____ RECORDS FOR THIS EXERCISE

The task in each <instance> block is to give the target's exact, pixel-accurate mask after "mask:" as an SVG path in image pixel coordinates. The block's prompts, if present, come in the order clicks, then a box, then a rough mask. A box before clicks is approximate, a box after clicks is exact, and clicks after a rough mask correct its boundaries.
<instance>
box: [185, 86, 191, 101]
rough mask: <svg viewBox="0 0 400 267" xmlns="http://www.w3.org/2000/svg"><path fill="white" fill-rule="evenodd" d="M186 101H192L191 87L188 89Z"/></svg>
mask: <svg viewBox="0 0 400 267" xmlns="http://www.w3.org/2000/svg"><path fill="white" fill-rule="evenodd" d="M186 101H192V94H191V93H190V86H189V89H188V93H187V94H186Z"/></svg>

________

- _TASK REQUIREMENTS_:
Lay out every line of the records above as a Markdown table with the columns "Row" and "Line", numbering each row and omitting any blank lines.

- _SOLUTION TO THIS EXERCISE_:
| Row | Line |
|---|---|
| 1 | The task in each <instance> block is to give the target's exact, pixel-accurate mask after "mask:" as an SVG path in image pixel coordinates. The block's prompts, if present, come in the order clicks, then a box, then a rough mask. A box before clicks is approximate, a box after clicks is exact, and clicks after a rough mask correct its boundaries. |
| 2 | <instance> |
| 3 | box: [185, 86, 191, 101] |
| 4 | rough mask: <svg viewBox="0 0 400 267" xmlns="http://www.w3.org/2000/svg"><path fill="white" fill-rule="evenodd" d="M186 101H192L191 87L188 89Z"/></svg> |
| 5 | mask: <svg viewBox="0 0 400 267" xmlns="http://www.w3.org/2000/svg"><path fill="white" fill-rule="evenodd" d="M186 101H192V94H191V93H190V86H189V89H188V93H187V94H186Z"/></svg> |